WORK TO DO →
**A)** According to the patch excerpt, which file does patch 16 of 20 change?
**B)** Reproduce the patch excerpt from "From a3ec90d9cc86c94f973999a4401aebb79190ee58 Mon" to "insertion(+), 1 deletion(-)".
**C)** In the patch excerpt, rewrite the header block beginning "From a3ec90d9cc86" as a short list that keeps its main facts.

SUPPLIED PASSAGE →
##########
From a3ec90d9cc86c94f973999a4401aebb79190ee58 Mon Sep 17 00:00:00 2001
From: Pawel Gadzinski <pgadzinski@nvidia.com>
Date: Tue, 18 Nov 2025 16:51:04 +0000
Subject: [PATCH 16/20] fix

Signed-off-by: Pawel Gadzinski <pgadzinski@nvidia.com>
---
 transformer_engine/pytorch/module/linear.py | 2 +-
 1 file changed, 1 insertion(+), 1 deletion(-)

diff --git a/transformer_engine/pytorch/module/linear.py b/transformer_engine/pytorch/module/linear.py
index b3f8165a77..f7307b8d3f 100644
--- a/transformer_engine/pytorch/module/linear.py
+++ b/transformer_engine/pytorch/module/linear.py
@@ -253,7 +253,7 @@ def forward(
         if fp8 or debug:
             # Configure quantizer
             # No need to set the quantizer states if weight is already quantized
-            if weight_quantizer is not None and not isinstance(weight, QuantizedTensor):
+            if weight_quantizer is not None and not isinstance(weight, QuantizedTensor) or debug:
                 columnwise_usage = is_grad_enabled and inp.requires_grad
                 if not columnwise_usage:
                     columnwise_usage = (

From 91e0332ebd0aa2f3af21b4fd16105fdc1a16c451 Mon Sep 17 00:00:00 2001
From: Pawel Gadzinski <pgadzinski@nvidia.com>
Date: Tue, 18 Nov 2025 16:59:57 +0000
Subject: [PATCH 17/20] fix

Signed-off-by: Pawel Gadzinski <pgadzinski@nvidia.com>
---
 transformer_engine/pytorch/module/linear.py | 1 +
 1 file changed, 1 insertion(+)
##########
LISTED RECORDS →
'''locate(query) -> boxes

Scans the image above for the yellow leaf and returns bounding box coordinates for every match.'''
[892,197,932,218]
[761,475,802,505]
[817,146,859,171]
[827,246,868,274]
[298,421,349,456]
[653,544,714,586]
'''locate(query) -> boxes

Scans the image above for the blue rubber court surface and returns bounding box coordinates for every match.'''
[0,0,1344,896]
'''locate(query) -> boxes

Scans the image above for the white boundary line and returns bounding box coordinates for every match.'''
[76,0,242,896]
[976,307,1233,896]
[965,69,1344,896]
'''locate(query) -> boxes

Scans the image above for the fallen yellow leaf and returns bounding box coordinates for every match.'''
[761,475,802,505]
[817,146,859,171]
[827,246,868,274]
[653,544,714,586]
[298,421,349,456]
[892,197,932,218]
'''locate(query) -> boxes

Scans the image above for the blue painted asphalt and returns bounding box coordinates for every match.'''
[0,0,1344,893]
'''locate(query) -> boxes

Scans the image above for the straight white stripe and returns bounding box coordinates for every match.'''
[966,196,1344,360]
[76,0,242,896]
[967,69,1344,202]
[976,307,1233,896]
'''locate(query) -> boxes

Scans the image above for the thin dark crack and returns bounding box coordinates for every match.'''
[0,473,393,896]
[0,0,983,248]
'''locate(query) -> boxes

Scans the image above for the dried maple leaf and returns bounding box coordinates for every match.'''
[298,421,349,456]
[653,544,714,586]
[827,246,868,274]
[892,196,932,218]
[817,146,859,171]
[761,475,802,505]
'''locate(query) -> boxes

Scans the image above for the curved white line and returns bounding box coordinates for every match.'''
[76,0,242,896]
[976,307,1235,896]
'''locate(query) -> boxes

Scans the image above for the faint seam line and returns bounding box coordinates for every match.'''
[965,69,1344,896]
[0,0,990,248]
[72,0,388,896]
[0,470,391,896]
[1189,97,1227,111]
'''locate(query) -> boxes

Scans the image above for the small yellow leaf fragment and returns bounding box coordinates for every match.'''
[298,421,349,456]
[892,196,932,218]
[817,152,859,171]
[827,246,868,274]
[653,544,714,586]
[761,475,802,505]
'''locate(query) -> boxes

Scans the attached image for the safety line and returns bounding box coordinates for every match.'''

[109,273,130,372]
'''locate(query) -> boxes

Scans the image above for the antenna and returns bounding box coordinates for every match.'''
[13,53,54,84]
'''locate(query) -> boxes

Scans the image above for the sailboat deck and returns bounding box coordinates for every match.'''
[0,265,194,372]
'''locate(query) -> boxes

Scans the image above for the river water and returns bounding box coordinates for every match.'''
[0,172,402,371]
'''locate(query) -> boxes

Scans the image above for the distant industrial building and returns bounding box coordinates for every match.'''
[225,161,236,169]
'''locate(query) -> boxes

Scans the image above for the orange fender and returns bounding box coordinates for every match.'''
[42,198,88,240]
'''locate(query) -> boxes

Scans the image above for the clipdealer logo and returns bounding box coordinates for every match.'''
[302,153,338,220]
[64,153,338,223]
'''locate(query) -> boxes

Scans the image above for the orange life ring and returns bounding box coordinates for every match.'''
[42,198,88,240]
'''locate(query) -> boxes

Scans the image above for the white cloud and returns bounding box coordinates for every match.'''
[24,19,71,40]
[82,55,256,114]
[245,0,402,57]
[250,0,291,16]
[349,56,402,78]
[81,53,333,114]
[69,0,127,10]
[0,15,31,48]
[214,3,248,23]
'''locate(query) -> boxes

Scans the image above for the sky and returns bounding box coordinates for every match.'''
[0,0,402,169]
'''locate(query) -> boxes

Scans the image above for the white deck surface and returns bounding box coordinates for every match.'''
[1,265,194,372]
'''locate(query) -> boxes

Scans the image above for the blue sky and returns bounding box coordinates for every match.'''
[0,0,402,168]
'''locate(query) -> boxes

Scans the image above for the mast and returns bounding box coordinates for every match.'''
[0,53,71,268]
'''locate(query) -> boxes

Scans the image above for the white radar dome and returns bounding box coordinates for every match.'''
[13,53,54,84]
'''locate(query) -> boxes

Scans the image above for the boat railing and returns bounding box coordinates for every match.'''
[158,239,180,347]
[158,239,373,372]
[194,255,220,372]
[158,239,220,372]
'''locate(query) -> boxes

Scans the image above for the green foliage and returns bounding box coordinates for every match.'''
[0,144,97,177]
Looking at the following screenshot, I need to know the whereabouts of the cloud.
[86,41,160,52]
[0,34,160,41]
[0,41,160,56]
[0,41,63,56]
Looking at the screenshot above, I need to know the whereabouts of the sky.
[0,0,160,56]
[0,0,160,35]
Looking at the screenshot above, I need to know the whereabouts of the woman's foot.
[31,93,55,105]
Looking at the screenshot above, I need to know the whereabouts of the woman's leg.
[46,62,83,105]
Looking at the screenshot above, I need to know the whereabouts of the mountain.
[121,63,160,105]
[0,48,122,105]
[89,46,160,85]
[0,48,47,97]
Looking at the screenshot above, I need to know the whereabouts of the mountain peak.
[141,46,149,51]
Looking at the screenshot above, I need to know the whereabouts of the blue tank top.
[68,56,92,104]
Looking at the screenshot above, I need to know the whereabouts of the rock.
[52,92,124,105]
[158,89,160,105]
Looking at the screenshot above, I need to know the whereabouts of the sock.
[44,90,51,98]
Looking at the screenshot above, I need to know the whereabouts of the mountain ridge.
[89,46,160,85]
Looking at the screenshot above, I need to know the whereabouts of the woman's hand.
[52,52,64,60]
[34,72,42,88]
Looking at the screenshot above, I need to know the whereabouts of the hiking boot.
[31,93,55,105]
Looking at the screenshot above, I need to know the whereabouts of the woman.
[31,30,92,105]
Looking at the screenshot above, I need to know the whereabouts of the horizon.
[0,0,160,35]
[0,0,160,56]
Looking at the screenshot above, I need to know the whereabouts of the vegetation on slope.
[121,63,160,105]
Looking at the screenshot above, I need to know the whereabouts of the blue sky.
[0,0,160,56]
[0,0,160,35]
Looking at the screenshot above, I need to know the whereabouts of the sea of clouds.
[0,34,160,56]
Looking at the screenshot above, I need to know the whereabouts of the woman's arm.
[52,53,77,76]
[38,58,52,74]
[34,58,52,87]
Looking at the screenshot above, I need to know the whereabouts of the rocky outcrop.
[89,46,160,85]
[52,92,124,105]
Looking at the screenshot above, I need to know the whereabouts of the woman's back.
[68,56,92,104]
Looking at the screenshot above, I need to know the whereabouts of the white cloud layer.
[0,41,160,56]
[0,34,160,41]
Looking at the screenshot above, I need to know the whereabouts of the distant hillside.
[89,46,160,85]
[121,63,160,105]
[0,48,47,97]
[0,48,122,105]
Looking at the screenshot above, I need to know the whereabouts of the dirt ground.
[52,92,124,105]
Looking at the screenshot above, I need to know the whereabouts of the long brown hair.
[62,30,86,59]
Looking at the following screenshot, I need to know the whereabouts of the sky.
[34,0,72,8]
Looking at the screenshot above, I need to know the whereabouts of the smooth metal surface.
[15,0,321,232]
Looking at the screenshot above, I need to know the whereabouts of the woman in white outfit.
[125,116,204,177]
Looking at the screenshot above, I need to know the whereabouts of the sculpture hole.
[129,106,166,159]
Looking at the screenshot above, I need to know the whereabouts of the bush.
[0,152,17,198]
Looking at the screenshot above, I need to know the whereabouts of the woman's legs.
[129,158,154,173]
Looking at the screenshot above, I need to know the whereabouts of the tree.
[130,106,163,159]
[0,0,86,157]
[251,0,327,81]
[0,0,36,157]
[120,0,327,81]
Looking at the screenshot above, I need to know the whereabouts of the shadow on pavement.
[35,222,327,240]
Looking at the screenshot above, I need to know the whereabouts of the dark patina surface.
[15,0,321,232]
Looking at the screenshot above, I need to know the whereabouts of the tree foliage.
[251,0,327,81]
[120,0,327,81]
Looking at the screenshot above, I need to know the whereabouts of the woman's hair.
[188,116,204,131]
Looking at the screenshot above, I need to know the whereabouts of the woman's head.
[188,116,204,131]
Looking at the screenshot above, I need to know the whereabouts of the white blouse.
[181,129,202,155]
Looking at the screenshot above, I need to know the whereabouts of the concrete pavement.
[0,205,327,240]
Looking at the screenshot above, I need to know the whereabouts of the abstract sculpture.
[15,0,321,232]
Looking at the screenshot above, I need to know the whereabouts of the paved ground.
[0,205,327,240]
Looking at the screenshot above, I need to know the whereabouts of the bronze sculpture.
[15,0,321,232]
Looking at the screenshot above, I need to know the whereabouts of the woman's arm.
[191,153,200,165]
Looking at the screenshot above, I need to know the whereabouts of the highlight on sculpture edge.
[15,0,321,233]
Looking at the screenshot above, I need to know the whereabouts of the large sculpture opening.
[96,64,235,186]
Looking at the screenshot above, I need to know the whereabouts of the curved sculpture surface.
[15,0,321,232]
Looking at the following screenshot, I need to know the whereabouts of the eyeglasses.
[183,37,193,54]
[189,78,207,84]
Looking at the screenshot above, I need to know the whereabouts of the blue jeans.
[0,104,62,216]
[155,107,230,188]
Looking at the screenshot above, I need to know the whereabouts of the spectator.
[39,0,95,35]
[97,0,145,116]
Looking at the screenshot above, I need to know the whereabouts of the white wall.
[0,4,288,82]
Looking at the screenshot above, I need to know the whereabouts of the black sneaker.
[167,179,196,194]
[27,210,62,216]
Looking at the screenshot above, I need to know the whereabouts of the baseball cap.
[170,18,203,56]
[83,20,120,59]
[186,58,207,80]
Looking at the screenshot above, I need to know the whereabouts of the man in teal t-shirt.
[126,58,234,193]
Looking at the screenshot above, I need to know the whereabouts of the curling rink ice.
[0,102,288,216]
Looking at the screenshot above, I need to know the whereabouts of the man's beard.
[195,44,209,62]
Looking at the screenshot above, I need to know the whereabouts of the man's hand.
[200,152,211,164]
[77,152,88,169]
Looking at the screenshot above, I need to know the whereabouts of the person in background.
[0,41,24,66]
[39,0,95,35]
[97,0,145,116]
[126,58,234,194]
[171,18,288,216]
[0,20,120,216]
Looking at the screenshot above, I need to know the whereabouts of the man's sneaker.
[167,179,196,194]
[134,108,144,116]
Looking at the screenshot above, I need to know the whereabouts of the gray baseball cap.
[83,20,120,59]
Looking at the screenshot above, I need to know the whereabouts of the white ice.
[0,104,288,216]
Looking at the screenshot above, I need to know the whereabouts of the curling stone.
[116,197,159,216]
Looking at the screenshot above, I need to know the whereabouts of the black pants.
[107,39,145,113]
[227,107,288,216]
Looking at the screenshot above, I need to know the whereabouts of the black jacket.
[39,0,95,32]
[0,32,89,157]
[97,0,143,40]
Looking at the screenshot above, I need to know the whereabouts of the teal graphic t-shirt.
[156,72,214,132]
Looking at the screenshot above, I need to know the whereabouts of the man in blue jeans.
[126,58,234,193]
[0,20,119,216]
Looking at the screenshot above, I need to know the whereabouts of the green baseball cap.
##########
RESPONSES BY TASK →
**A)** transformer_engine/pytorch/module/linear.py

**B)**
From a3ec90d9cc86c94f973999a4401aebb79190ee58 Mon Sep 17 00:00:00 2001
From: Pawel Gadzinski <pgadzinski@nvidia.com>
Date: Tue, 18 Nov 2025 16:51:04 +0000
Subject: [PATCH 16/20] fix

Signed-off-by: Pawel Gadzinski <pgadzinski@nvidia.com>
---
 transformer_engine/pytorch/module/linear.py | 2 +-
 1 file changed, 1 insertion(+), 1 deletion(-)

**C)**
- Commit: a3ec90d9cc86c94f973999a4401aebb79190ee58
- Author: Pawel Gadzinski <pgadzinski@nvidia.com>
- Date: Tue, 18 Nov 2025 16:51:04 +0000
- Subject: patch 16 of 20, titled "fix"